= DATASET =
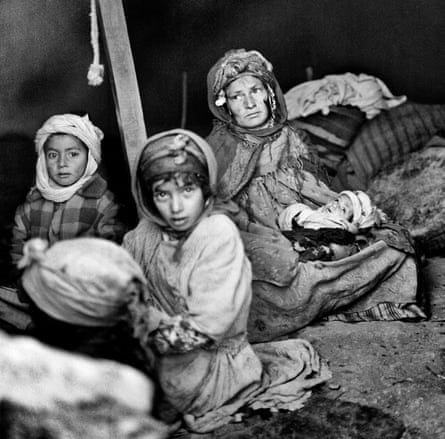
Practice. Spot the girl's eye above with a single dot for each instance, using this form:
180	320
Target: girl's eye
160	196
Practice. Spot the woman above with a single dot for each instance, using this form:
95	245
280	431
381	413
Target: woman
265	166
194	312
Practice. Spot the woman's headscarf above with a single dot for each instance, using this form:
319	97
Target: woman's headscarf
79	127
82	281
176	150
233	65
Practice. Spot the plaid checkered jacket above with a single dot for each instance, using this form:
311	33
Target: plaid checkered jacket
91	211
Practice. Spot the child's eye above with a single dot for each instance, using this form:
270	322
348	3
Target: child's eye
190	188
160	196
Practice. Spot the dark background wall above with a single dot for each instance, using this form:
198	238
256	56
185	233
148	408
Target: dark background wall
45	53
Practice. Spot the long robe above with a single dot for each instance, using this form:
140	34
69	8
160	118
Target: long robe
379	282
210	286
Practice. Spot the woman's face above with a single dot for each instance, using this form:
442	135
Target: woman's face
66	159
246	99
179	203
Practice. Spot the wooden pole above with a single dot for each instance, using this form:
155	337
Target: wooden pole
123	77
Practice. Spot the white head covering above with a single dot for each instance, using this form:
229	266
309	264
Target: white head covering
76	126
83	281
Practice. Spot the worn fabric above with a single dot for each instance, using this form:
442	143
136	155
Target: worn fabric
211	286
370	94
92	211
83	281
204	297
73	125
288	294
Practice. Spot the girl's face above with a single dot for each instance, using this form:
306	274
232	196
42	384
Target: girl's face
66	159
246	99
180	204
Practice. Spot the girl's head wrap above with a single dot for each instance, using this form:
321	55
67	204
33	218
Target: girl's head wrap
176	153
171	152
79	127
83	281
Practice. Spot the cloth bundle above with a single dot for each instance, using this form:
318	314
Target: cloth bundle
362	214
83	281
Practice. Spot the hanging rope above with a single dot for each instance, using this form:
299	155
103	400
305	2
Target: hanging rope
95	74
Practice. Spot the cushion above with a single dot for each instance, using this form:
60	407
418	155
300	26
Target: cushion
412	192
392	134
332	134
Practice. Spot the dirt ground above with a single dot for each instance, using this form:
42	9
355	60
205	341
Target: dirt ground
394	366
388	379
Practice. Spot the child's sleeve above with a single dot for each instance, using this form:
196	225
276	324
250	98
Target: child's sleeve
109	225
21	231
220	284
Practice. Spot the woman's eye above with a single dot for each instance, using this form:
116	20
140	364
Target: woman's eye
235	98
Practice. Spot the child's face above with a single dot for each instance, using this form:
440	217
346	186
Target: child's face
66	159
180	204
341	206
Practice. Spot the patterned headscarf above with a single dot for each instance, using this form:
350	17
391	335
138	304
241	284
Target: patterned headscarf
233	65
83	281
172	151
171	154
79	127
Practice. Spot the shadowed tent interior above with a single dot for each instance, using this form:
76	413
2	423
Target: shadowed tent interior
45	53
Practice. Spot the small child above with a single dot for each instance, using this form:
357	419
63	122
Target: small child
70	198
334	230
195	310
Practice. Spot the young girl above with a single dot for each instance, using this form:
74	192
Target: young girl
194	312
70	198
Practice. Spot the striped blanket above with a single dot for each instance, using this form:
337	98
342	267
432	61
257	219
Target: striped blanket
386	139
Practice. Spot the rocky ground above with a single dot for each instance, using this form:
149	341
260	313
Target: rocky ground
388	380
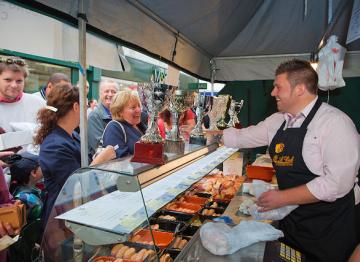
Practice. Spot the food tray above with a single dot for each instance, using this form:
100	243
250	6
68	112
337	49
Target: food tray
191	208
260	172
178	215
162	239
202	217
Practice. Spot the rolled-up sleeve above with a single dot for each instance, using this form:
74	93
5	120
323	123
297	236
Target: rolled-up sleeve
253	136
340	146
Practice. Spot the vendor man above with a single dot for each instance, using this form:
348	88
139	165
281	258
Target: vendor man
315	152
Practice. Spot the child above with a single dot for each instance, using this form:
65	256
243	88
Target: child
25	173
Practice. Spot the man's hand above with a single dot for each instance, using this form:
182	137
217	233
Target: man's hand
6	229
4	154
213	132
271	199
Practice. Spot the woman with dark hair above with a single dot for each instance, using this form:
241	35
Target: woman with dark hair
59	145
25	173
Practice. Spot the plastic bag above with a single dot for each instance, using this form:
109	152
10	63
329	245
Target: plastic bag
275	214
258	187
229	240
331	61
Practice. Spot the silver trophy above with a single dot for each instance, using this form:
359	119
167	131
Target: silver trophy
154	98
203	105
218	112
234	110
180	101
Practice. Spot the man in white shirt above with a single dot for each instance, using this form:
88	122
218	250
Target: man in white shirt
315	150
56	78
15	105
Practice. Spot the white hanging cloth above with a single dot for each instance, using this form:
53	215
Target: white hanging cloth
331	61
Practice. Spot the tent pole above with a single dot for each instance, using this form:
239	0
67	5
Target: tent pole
213	72
82	84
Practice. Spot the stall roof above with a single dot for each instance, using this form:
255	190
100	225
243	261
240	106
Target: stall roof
246	38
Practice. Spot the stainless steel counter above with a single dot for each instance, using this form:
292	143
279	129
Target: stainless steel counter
194	251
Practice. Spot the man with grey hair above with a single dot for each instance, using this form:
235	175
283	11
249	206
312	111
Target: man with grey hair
99	118
56	78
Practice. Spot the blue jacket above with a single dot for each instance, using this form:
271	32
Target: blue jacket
114	135
59	157
97	122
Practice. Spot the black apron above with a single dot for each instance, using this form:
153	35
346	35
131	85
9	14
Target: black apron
323	231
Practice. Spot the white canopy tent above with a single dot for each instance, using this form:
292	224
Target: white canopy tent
212	39
245	39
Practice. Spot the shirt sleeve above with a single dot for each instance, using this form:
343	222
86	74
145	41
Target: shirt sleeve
253	136
114	135
59	160
95	131
339	146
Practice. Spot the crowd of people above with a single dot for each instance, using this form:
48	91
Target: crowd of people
36	178
303	139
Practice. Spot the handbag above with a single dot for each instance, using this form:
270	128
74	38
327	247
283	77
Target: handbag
14	214
101	147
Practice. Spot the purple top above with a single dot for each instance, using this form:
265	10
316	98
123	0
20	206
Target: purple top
5	196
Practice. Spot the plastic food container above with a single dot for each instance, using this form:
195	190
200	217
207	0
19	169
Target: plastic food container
218	211
194	199
183	207
167	225
260	172
178	216
162	239
219	203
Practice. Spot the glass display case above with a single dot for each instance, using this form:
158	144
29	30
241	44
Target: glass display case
108	211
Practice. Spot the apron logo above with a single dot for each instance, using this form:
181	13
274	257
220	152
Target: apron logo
279	148
283	160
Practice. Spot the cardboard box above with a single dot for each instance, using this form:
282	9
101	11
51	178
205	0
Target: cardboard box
15	139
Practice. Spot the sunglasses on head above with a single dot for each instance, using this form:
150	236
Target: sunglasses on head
9	61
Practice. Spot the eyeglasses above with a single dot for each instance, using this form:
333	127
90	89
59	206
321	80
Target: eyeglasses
9	61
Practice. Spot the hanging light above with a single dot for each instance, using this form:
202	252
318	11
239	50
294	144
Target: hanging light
314	60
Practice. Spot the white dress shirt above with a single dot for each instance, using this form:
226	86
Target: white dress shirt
331	148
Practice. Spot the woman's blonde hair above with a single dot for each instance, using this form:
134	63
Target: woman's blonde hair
121	100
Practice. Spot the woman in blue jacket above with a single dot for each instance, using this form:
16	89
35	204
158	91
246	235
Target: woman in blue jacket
59	145
126	128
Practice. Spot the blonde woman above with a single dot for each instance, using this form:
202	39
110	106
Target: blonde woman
126	128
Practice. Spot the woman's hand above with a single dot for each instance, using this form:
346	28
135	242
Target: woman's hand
105	155
269	200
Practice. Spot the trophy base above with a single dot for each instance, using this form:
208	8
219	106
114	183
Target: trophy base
238	126
175	147
198	140
149	153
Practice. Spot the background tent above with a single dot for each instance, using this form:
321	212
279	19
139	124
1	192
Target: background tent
246	39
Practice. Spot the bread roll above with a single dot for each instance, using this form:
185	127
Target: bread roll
177	242
149	253
139	255
129	253
121	252
115	249
182	243
135	238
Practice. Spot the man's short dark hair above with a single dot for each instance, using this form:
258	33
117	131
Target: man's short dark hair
15	64
299	72
57	78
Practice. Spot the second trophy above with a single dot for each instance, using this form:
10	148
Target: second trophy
179	102
154	97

= THE EXERCISE =
Exactly repeat the lines from the line that contains "Practice. Spot the white dress" to the end of the entries, both included, and leave out all other lines.

= SOLUTION BELOW =
Practice. Spot the white dress shirt above with a single dot for each instance, using this form:
226	86
Target: white dress shirt
331	148
Practice. Spot the woman's blonde hair above with a single dot for each instance, using this form:
134	63
Target: woman's blonde hair
121	100
Practice. Spot the woman in blue jacket above with a single dot for each instance, using this form:
16	89
35	204
158	91
246	235
Target: woman in blue jacket
59	145
126	128
Practice. Spot the blonde woman above with a single dot for each instance, using this form:
202	39
110	106
Target: blonde woman
126	128
Practice. Spot the woman's hand above with a single dot for each instance, using this form:
346	28
135	242
Target: woman's hand
105	155
269	200
Practice. Spot the trophy base above with a single dot for each instance, using this form:
208	8
219	106
114	183
Target: trophy base
238	126
175	147
198	140
149	153
Practice. Spot the background tent above with a single dot for each instance, using this form:
321	212
279	19
139	124
1	192
Target: background tent
246	39
Practice. Spot the bread roll above with a single dot for each instance, using this form:
185	127
Target: bread roll
177	242
149	253
139	255
129	253
121	252
115	249
182	243
135	238
Practice. Spot the man's short dark hair above with a single dot for each instance, using this form:
258	33
117	131
Target: man's short dark hair
15	64
299	72
57	78
Practice. Spot the second trophy above with a single dot for each instance, using this form:
10	148
Target: second trophy
179	102
154	97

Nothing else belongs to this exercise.